Natural language region descriptions:
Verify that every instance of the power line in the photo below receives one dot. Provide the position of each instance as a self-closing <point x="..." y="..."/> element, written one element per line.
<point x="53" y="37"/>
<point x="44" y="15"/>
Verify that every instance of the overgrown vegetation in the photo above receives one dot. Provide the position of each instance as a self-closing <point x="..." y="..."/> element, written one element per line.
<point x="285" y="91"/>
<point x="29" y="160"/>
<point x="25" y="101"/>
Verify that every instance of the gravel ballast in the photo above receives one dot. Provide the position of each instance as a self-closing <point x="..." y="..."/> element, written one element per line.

--

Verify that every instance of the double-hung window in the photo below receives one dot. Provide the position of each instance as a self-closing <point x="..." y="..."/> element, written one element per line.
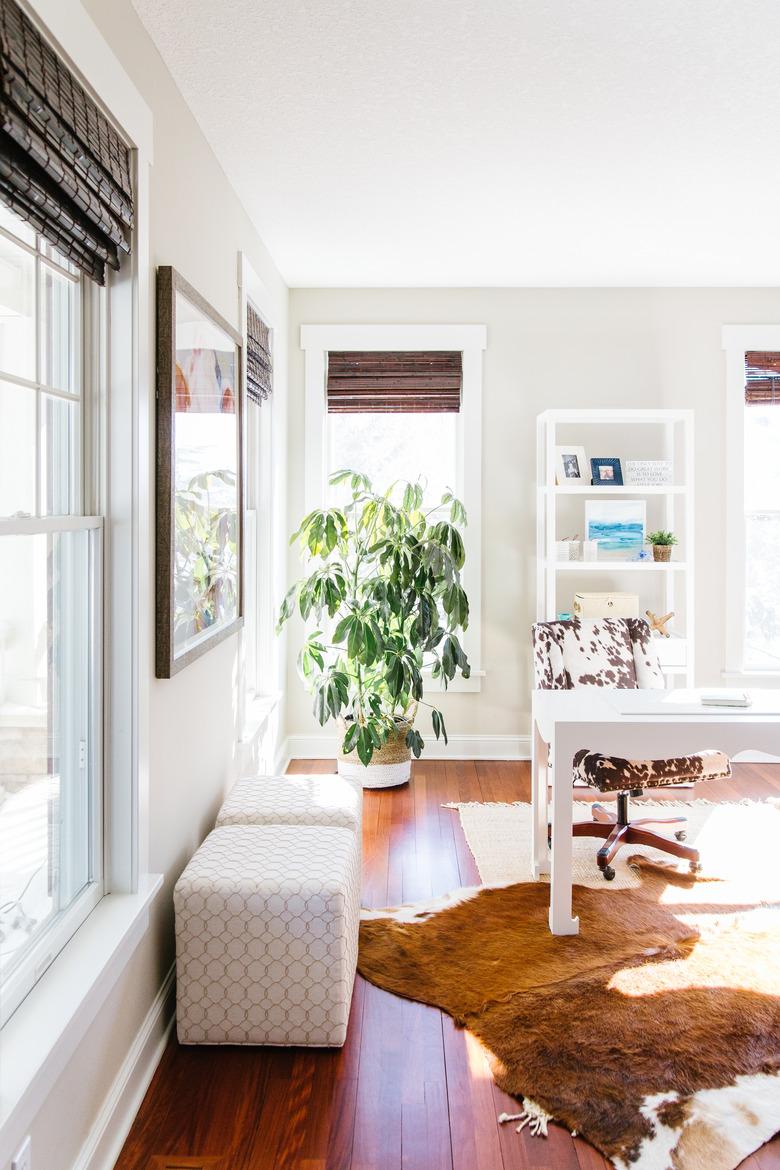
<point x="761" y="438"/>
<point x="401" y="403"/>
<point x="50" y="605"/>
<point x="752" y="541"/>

# Work task
Using only the entries above, output the line with "Verify that every instance of the power", the line with "Verify that every instance of the gravel", and all lines between them, exactly as they stand.

# The answer
Verify that every instance of the power line in the photo below receives one dot. Provide the position of each instance as a self-closing <point x="..." y="..."/> element, written one element per line.
<point x="53" y="37"/>
<point x="44" y="15"/>
Verify that every instance of the overgrown vegetation in the photo above receives one dot. Provide the position of each instance as a self-closing <point x="..." y="..."/> element, written one element per line.
<point x="285" y="91"/>
<point x="29" y="160"/>
<point x="25" y="101"/>
Verify that every instance of the gravel ballast in the photo above receives one dot. Provide the position of each instance as a self-closing <point x="..." y="..."/> element, written one element per line.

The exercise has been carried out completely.